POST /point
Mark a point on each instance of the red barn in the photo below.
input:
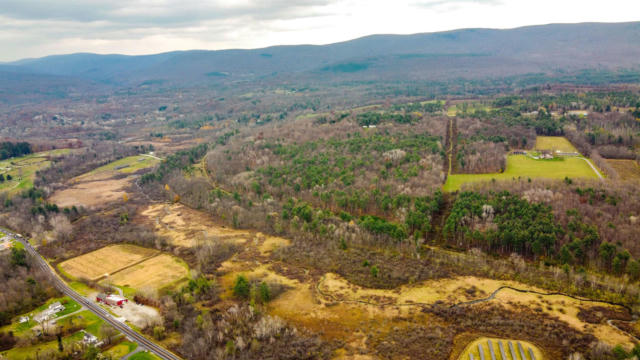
(111, 299)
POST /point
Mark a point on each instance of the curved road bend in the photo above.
(95, 308)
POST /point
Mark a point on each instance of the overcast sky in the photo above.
(34, 28)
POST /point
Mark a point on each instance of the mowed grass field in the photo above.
(155, 273)
(120, 350)
(23, 169)
(109, 259)
(126, 165)
(522, 166)
(554, 143)
(483, 341)
(627, 169)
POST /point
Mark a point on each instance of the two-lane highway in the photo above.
(95, 308)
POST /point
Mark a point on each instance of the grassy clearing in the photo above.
(80, 288)
(554, 143)
(132, 163)
(521, 166)
(144, 355)
(85, 319)
(23, 169)
(120, 350)
(24, 353)
(21, 329)
(483, 341)
(627, 169)
(157, 273)
(183, 226)
(107, 260)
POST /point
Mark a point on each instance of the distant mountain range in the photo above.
(468, 53)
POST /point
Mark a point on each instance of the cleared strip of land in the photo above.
(522, 166)
(108, 260)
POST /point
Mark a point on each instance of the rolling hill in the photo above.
(467, 53)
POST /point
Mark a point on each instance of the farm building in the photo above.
(47, 314)
(90, 339)
(111, 299)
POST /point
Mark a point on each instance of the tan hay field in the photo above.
(627, 169)
(107, 260)
(472, 348)
(155, 273)
(184, 226)
(92, 194)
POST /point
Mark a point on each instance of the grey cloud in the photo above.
(439, 3)
(146, 13)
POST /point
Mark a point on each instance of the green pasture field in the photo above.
(23, 169)
(120, 350)
(522, 166)
(554, 143)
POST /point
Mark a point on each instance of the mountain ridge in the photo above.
(464, 53)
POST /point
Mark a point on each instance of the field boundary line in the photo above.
(130, 265)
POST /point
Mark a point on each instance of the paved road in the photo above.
(95, 308)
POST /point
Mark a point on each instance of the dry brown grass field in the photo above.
(92, 194)
(155, 273)
(627, 169)
(184, 227)
(108, 260)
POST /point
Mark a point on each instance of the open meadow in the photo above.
(473, 349)
(554, 143)
(103, 185)
(105, 261)
(23, 169)
(155, 273)
(626, 169)
(522, 166)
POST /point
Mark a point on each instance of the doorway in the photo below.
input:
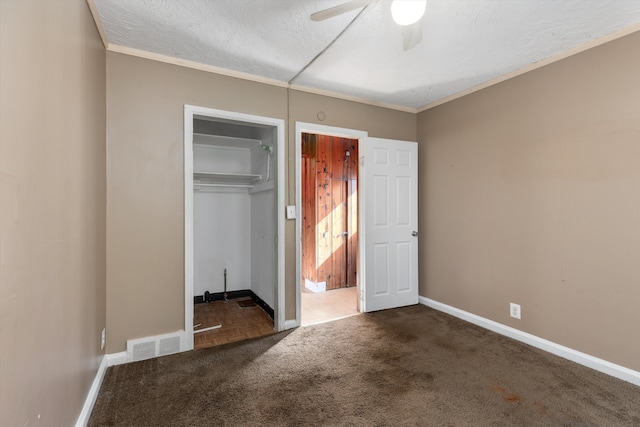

##########

## Task to complete
Pick out and copy every line in the records above that contains the word "below". Case counts.

## Written response
Mark a point on each instance of the red barn in the photo below.
Mark a point on each instance of the doorway in the photo below.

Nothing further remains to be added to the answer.